● PASSAGE GIVEN
· · ·
# DSpy - Declarative Self Improving Python
***

Package Website: [DSpy Programming--not prompting--LMs](dspy.ai)  
Databricks Website: [Building GenAI Apps on Databricks with DSpy](https://docs.databricks.com/en/generative-ai/dspy/index.html)  
Blog: [DSpy On Datarbicks](https://www.databricks.com/blog/dspy-databricks)

***

Instead of prompts, DSpy is used to instruct the LM to deliver high quality outputs.  

***

## Installing DSpy

In [0]:
%pip install -U dspy

In [0]:
%restart_python

***
## Basic Use 

Import the package and set the LM to use the following as the framework's "brain."  The following code represents the set up for Databricks while running in an interactive notebook or notebook task in workflow.  

In [0]:
import dspy
lm = dspy.LM('databricks/databricks-meta-llama-3-1-70b-instruct')
dspy.configure(lm=lm)

Call the LM directly.  

In [0]:
lm("Say this is a test!", temperature=0.7)  # => ['This is a test!']
lm(messages=[{"role": "user", "content": "Say this is a test!"}])  # => ['This is a test!']

*** 
## Modules 

Modules help us decouple maintaining prompts for specific LMs from the inputs and outputs we wish them to perform.  We'll sepcifiy input/ouput behaviro as a signature and select a modeule to assign a strategy for invoking the LM.  DSpy turns the signatures into prompts and parses our typed outputs so we can compose different modules together into organized AI systems.  

### Math
***

In [0]:
math = dspy.ChainOfThought("question -> answer: float")
response = math(question="Two dice are tossed. What is the probability that the sum equals two?")

In [0]:
print(f"""
Reasoning: 
{response.completions['reasoning'][0]}

Answer: 
{response.completions['answer'][0]}
""")

### RAG
***

In [0]:
def search_wikipedia(query: str) -> list[str]:
    results = dspy.ColBERTv2(url='http://20.102.90.50:2017/wiki17_abstracts')(query, k=3)
    return [x['text'] for x in results]

rag = dspy.ChainOfThought('context, question -> response')

question = "What's the name of the castle that David Gregory inherited?"

In [0]:
context = search_wikipedia(question)
print(context)

In [0]:
rag(context=search_wikipedia(question), question=question)

### Classification 
***

In [0]:
from typing import Literal

class Classify(dspy.Signature):
    """Classify sentiment of a given sentence."""

    sentence: str = dspy.InputField()
    sentiment: Literal['positive', 'negative', 'neutral'] = dspy.OutputField()
    confidence: float = dspy.OutputField()

classify = dspy.Predict(Classify)
classify(sentence="This book was super fun to read, though not the last chapter.")

### Information Extraction 
***

In [0]:
class ExtractInfo(dspy.Signature):
    """Extract structured information from text."""
· · ·
● ENTRIES PROVIDED
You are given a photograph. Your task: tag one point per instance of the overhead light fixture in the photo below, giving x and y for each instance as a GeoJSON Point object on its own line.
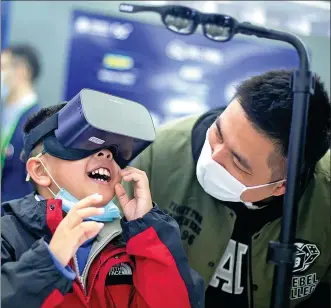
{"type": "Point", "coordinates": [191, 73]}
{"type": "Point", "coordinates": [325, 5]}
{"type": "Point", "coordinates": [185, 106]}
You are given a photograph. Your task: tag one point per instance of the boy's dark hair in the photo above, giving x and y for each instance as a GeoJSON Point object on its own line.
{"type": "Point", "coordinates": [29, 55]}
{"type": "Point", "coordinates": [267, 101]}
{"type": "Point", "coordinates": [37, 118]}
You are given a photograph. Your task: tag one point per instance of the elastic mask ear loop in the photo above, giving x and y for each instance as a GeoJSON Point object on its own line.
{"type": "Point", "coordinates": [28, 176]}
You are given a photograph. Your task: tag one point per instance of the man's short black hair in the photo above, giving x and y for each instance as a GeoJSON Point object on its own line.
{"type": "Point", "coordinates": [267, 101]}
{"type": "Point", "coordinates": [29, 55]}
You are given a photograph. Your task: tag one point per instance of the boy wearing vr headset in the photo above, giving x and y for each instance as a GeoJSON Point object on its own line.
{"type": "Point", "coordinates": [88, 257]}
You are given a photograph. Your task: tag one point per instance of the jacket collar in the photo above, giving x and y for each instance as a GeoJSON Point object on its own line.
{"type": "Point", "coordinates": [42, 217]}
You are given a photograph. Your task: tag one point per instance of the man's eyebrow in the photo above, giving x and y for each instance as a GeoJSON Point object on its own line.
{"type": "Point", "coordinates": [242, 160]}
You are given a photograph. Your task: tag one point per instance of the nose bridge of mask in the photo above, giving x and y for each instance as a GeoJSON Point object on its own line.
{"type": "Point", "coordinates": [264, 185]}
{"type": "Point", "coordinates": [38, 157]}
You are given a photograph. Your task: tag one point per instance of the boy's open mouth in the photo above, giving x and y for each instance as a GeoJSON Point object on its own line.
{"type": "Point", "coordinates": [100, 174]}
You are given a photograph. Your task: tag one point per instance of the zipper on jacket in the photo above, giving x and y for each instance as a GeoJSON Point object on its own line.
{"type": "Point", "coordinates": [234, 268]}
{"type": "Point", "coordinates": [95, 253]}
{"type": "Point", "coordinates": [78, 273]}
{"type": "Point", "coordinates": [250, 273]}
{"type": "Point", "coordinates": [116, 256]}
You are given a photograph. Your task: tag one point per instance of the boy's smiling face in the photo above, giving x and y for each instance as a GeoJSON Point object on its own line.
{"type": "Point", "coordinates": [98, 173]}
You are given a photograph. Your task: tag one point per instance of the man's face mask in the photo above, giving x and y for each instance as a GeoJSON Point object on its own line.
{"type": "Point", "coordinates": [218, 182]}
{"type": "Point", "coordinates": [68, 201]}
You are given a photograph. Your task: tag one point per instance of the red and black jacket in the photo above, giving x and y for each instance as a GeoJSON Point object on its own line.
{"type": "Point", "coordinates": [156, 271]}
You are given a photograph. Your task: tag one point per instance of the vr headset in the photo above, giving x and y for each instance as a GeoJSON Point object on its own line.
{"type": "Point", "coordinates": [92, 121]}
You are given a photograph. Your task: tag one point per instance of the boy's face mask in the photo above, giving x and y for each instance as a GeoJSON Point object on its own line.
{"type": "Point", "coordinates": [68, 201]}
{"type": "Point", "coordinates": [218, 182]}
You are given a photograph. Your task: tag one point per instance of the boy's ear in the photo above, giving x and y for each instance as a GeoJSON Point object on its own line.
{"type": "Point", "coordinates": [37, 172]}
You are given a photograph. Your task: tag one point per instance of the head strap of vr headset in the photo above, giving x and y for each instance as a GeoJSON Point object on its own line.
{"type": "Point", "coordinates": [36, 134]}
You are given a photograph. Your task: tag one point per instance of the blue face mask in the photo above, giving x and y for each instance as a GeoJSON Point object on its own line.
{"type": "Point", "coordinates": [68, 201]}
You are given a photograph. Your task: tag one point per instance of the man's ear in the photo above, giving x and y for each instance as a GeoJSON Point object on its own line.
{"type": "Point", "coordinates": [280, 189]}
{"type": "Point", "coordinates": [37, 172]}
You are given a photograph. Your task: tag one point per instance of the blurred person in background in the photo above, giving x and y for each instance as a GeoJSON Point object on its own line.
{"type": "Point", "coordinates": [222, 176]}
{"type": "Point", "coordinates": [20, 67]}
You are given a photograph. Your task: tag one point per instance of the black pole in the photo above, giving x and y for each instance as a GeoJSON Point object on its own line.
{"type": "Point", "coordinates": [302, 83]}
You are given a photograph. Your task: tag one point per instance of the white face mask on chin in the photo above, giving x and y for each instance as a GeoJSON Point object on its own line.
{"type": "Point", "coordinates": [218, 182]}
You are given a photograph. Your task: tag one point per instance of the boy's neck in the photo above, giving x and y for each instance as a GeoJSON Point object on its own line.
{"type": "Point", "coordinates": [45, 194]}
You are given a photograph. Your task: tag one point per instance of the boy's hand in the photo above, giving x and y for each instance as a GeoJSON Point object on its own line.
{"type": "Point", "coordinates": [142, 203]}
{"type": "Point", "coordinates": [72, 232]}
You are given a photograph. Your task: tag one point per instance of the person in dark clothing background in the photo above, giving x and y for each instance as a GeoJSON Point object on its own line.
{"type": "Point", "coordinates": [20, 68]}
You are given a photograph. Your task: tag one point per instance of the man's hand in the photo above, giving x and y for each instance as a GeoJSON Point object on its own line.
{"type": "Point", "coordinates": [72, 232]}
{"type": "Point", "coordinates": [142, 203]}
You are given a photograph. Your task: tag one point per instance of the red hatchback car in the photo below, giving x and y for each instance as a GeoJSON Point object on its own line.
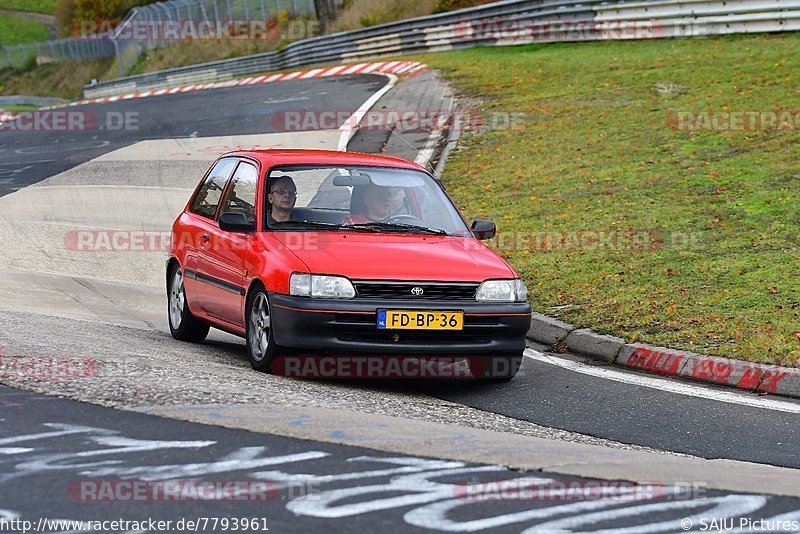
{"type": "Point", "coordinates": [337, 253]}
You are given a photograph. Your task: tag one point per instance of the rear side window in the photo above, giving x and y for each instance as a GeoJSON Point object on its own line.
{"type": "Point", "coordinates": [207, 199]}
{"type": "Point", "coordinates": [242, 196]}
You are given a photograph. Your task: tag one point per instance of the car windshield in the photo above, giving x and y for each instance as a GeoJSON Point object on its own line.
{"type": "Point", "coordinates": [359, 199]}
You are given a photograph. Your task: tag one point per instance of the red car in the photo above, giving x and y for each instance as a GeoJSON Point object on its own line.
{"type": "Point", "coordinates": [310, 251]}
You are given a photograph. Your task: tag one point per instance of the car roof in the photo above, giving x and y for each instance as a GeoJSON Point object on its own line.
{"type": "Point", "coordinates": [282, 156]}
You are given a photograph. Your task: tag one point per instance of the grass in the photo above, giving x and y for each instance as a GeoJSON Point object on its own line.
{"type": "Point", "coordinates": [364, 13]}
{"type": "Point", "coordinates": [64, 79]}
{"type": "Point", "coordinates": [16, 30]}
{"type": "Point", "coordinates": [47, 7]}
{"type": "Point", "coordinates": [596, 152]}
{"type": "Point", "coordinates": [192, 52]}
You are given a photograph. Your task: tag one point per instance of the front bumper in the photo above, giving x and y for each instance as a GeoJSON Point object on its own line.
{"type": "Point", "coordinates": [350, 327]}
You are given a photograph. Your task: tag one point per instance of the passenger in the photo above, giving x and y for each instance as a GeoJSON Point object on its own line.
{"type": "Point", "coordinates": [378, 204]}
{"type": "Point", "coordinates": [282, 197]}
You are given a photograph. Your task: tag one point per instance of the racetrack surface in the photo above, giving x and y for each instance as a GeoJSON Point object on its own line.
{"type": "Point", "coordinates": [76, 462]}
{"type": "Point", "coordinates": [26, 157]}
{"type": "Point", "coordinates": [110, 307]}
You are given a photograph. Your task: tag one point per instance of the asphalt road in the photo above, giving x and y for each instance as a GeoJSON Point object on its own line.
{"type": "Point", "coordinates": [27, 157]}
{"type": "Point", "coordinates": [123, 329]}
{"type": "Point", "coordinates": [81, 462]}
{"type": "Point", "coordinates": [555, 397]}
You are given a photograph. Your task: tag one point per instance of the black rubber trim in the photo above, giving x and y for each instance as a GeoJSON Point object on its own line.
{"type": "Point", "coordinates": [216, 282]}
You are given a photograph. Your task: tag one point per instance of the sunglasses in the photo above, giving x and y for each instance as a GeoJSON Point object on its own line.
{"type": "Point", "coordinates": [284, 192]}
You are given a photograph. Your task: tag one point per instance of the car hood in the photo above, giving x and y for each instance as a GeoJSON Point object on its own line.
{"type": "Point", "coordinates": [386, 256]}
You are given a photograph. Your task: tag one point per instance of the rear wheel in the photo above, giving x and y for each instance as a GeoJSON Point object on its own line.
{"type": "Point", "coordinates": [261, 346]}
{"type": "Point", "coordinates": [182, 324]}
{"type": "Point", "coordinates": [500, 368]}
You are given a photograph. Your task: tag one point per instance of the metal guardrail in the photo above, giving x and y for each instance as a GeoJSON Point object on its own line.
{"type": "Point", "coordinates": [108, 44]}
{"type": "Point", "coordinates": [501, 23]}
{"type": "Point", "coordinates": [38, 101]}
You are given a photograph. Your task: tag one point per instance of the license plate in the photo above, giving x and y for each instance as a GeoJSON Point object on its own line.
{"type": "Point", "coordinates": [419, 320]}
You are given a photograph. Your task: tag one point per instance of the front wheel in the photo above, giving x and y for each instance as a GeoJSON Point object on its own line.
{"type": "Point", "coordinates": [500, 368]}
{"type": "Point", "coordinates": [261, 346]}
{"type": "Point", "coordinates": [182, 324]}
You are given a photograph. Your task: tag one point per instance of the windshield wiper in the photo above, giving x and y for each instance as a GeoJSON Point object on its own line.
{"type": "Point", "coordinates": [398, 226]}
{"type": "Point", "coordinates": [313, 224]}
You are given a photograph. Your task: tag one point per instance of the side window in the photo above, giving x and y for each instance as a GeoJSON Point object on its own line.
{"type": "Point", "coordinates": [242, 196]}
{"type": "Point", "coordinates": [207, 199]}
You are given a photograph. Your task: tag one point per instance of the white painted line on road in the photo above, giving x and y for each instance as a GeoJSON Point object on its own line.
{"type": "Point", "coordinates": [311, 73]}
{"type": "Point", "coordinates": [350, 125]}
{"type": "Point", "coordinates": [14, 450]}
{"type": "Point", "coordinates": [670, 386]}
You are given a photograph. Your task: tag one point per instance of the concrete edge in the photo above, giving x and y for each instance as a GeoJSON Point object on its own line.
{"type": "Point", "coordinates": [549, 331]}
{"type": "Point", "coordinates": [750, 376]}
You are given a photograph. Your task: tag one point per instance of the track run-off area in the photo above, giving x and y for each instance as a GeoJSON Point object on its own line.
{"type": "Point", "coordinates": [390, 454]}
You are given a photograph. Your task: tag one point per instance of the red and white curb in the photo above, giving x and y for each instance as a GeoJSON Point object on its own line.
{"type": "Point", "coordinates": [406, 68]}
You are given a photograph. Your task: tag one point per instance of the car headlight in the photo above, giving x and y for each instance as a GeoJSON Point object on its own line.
· · ·
● REQUIRED TASK
Pull out the part of the DSpy notebook page between "rag = dspy.ChainOfThought('context, question" and "rag(context=search_wikipedia(question), question=question)", inclusive, and copy it word for word.

● ANSWER BELOW
rag = dspy.ChainOfThought('context, question -> response')

question = "What's the name of the castle that David Gregory inherited?"

In [0]:
context = search_wikipedia(question)
print(context)

In [0]:
rag(context=search_wikipedia(question), question=question)